▸ Request 1:
Please answer these questions from the essay below.
(a) In what field did the woman work?
(b) At what time had neither of them checked their phones?
(c) What did they order to her desk on Friday?

▸ Extract to read:
+ + + +
We Met on a Thursday, It Ended on a Monday
- The Secret Investment Banker
- Oct 13, 2025
- 4 min read
Updated: Jan 30

We met on a Thursday because Thursdays are for people who don’t really have weekends, or at least for people who like to pretend they still do, clinging to the idea that one more drink after work somehow separates the week from whatever comes next.
She suggested a drink near the office, practical and efficient, and I suggested somewhere with late seating, just in case, which we both accepted without comment, as though this were a normal way to frame the start of something rather than the first quiet concession to lives already overfilled.
She worked in law, M&A but from the other side of the table, and we established that almost immediately, the way people in the City do, not out of genuine curiosity but out of necessity, because once you know what someone does you can roughly calculate how tired they are, how distracted they’ll be and how much emotional space they’re realistically going to have left.
We bonded quickly over shared exhaustion and a mutual contempt for our inboxes, finding comfort in the fact that neither of us needed explanations or apologies for checking our phones too often, because there is something deeply seductive about being understood without having to translate your life.
We drank more than we planned to, laughed louder than the room required and swapped horror stories like war veterans comparing scars, recounting all-nighters, unreasonable clients and the particular absurdities of people who earn too much money and still feel permanently on edge. The stories were bleak, but the tone was light, because humour is the only socially acceptable way to talk about despair.
Missed calls buzzed and were ignored, briefly and rebelliously, phones turned face down in a gesture that felt symbolic even though neither of us really believed it meant anything.
At 10:30pm, neither of us had checked our phones.
By 10:45pm, both of us had.
There was nothing urgent, nothing demanding an immediate response, just the usual low-grade anxiety humming beneath everything, the reminder that this time wasn’t really ours and that whatever we were doing existed on borrowed hours.
We ordered another drink anyway.
Going back to her place felt easy and familiar, like slipping into a routine we already knew by heart despite having only met a few hours earlier, clothes discarded without ceremony, half-jokes about alarm clocks and early starts, unspoken agreements not to ask questions that might make things heavier than they needed to be.
There were no declarations and no conversations about intentions, because those are luxuries reserved for people with space, and this wasn’t about planning so much as proximity, about enjoying the fact that for a brief window neither of us had anywhere else we were supposed to be.
Friday was a write-off in the way that only Fridays can be when you decide not to care too much. We both cancelled meetings we absolutely shouldn’t have cancelled, doing it casually and without drama, ordered takeaway to her desk and pretended it was indulgence rather than avoidance, telling each other we deserved this while quietly knowing how rarely that sentiment ever lasts.
We talked around important things rather than about them, touching on families, cities we might live in one day, jobs we complained about but were secretly proud of, and people we used to be before ambition hardened into something that felt less negotiable.
By Saturday afternoon, the bubble had started to thin.By Sunday evening, reality crept back in properly.
+ + + +
▸ Dataset records:
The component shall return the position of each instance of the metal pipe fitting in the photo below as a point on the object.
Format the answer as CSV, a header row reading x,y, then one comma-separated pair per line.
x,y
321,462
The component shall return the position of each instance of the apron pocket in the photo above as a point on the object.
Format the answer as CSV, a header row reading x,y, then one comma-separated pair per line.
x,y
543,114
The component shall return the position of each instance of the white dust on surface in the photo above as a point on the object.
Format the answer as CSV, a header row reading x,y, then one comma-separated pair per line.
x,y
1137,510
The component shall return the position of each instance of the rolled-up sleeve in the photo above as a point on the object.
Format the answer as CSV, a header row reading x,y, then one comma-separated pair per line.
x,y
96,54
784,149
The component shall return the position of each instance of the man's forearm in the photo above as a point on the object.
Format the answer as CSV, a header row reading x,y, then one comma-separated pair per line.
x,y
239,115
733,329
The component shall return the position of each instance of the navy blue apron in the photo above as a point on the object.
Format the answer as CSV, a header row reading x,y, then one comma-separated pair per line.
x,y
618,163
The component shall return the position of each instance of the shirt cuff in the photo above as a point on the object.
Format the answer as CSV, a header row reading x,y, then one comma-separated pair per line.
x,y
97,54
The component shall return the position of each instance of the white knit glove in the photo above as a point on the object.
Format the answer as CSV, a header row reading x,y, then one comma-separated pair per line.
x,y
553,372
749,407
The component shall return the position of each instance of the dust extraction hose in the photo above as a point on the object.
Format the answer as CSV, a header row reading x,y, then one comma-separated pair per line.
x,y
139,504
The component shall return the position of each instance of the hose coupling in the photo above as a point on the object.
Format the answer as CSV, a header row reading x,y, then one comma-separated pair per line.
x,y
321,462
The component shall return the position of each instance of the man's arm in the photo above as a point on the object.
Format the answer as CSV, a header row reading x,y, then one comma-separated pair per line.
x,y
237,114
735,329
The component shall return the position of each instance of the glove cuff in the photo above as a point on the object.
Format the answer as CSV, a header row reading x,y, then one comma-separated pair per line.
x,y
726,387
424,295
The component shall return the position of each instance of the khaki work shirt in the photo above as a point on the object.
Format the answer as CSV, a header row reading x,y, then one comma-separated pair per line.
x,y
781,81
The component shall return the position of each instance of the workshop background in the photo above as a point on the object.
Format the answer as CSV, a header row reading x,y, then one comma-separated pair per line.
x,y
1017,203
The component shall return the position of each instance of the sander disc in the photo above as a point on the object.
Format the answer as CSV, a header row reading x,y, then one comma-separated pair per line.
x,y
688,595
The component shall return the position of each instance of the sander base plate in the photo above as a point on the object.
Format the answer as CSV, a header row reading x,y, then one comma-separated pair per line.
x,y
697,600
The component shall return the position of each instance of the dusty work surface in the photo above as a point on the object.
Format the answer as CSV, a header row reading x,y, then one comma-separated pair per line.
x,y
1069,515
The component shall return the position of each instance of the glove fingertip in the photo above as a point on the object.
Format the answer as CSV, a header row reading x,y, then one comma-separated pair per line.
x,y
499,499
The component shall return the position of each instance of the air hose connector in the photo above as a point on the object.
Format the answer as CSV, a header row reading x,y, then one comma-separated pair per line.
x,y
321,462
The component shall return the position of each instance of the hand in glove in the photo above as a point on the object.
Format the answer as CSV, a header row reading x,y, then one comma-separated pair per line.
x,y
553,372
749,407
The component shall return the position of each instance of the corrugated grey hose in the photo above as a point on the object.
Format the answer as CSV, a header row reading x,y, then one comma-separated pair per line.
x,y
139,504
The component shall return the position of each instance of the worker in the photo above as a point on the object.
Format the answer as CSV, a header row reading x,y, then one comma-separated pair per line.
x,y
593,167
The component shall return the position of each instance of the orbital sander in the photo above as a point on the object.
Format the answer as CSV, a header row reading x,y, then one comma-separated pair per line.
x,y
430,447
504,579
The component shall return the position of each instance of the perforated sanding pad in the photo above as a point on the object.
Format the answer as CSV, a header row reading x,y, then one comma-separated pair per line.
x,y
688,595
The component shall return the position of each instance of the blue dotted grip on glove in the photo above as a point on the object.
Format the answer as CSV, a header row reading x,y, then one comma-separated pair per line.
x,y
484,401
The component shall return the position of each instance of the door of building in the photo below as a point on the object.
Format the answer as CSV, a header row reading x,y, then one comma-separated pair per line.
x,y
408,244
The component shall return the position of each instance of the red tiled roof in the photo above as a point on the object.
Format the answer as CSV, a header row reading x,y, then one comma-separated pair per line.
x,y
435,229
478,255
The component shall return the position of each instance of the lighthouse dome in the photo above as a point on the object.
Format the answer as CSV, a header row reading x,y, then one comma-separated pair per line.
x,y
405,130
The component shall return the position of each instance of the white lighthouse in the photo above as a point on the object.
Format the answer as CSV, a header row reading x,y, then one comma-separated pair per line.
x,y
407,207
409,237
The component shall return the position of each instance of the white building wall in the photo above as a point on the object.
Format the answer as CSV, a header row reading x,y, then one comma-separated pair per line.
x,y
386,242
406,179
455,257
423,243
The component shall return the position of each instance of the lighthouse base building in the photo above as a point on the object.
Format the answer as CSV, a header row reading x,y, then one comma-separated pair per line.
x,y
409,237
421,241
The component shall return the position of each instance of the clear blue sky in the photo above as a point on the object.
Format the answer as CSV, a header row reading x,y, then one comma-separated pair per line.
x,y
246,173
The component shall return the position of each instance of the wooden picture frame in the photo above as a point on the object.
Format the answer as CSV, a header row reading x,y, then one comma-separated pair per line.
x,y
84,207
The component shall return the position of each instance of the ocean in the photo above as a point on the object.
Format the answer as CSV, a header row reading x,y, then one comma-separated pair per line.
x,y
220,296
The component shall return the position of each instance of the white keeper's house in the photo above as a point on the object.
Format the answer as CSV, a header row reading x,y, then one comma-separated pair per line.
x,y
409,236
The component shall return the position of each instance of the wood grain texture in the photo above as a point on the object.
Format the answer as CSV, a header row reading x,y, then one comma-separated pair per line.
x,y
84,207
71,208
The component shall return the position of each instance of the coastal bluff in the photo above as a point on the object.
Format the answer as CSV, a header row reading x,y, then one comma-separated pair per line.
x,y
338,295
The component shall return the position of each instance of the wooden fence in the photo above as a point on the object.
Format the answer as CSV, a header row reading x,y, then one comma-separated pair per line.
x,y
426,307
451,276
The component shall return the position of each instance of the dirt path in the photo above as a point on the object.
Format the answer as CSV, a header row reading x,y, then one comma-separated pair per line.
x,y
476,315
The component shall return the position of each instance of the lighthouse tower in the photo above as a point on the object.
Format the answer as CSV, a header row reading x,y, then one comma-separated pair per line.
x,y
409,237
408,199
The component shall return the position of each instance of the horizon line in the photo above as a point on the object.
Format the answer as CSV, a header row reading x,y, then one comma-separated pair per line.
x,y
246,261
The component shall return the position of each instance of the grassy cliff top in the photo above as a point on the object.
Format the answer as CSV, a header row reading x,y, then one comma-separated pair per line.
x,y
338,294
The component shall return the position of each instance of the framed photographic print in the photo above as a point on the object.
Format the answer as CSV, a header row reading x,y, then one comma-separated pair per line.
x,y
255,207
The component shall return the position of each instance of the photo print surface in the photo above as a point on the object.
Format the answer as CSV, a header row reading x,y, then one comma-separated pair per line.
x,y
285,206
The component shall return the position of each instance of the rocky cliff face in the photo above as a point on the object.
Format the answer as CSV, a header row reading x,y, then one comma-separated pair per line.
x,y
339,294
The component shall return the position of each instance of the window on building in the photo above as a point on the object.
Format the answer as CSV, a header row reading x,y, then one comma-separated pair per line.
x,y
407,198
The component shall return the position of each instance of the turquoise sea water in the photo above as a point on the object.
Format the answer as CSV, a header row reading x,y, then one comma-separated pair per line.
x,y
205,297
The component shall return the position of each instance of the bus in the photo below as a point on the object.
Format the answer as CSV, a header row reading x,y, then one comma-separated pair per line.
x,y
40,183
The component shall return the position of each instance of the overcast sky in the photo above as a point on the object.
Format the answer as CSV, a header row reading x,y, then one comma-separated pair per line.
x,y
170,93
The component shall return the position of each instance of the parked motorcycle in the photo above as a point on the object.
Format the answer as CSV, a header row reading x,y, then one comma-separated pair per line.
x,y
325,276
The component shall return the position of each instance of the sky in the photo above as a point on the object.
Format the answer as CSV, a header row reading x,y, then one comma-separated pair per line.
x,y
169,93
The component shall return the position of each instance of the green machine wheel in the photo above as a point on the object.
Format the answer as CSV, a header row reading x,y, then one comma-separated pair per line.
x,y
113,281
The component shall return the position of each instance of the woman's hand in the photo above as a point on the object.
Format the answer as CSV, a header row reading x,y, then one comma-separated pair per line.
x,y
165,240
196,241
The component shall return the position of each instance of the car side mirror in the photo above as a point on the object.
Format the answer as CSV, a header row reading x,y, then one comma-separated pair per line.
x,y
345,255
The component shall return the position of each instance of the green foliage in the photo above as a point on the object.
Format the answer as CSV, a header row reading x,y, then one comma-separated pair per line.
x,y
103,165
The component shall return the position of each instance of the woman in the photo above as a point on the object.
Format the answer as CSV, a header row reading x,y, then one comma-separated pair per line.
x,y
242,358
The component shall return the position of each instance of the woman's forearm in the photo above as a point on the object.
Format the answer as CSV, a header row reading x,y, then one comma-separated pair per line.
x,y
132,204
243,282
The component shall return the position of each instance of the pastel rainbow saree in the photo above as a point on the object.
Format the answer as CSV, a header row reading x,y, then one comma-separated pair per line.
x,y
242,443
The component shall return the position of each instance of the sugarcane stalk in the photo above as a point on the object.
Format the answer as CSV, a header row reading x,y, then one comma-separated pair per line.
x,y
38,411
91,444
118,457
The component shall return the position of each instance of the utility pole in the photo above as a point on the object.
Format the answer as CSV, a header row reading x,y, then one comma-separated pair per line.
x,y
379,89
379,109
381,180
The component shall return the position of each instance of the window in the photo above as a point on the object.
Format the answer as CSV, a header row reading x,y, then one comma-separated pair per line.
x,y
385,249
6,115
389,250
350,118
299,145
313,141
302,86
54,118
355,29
+ + + +
▸ Request 2: Return every line of the records above that contains the word "white".

▸ Expected answer 1:
(a) Law, M&A from the other side of the table.
(b) 10:30pm.
(c) Takeaway.

▸ Expected answer 2:
The component shall return the position of each instance of the white dust on surface in the photo above as a point on the object.
The component shall return the position of each instance of the white knit glove in the photo above as a point on the object.
The component shall return the position of each instance of the white lighthouse in the photo above as a point on the object.
The component shall return the position of each instance of the white building wall in the photo above as a point on the object.
The component shall return the position of each instance of the white keeper's house in the photo above as a point on the object.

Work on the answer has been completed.